Can you repeat the data from the line with "Prompted segmentation: deliver" to the line with "positive clicks: (595, 187) (588, 177)", swapping "box" for "bounding box" and leaving everything else as it is?

_DATA RECORDS_

┏━━

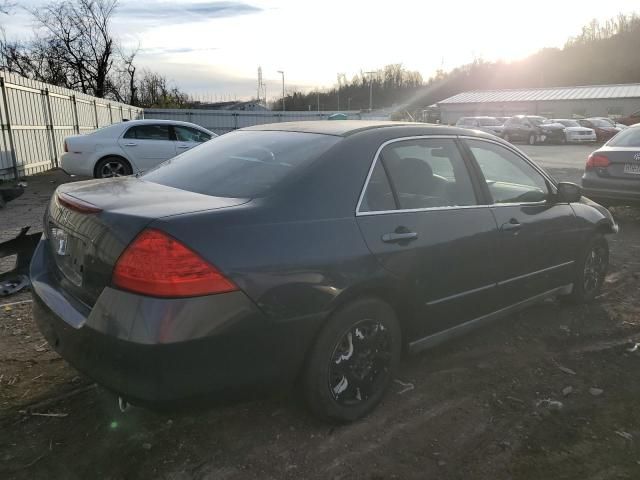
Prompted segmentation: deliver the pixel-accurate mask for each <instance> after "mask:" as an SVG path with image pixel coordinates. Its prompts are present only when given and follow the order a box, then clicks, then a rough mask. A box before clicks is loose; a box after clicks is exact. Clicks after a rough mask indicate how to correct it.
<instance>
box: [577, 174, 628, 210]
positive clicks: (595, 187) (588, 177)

┗━━
┏━━

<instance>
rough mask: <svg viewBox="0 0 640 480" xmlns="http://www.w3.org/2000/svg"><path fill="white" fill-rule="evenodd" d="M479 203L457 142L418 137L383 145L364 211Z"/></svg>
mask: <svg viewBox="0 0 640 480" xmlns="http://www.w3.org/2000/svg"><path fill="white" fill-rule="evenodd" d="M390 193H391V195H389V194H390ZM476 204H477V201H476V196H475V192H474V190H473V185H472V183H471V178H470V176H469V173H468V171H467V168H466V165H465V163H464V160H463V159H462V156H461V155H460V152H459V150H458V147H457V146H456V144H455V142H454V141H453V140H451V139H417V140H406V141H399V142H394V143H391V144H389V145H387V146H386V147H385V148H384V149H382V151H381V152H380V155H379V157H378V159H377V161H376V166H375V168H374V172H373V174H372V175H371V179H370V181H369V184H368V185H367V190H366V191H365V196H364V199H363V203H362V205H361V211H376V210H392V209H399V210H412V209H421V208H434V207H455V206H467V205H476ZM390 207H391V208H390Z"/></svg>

┗━━

_RESULT FOR THIS TASK_
Prompted segmentation: deliver the pixel-accurate mask for each <instance> after "mask:" as an SVG path with image pixel coordinates. Its prompts are present only when given and follow the order a bounding box, then clicks, then a rough mask. A bounding box before clicks is loose; a bounding box after clicks is exact. Clicks after a rough mask indicate how to correct it.
<instance>
bounding box: [577, 174, 628, 210]
positive clicks: (595, 187) (588, 177)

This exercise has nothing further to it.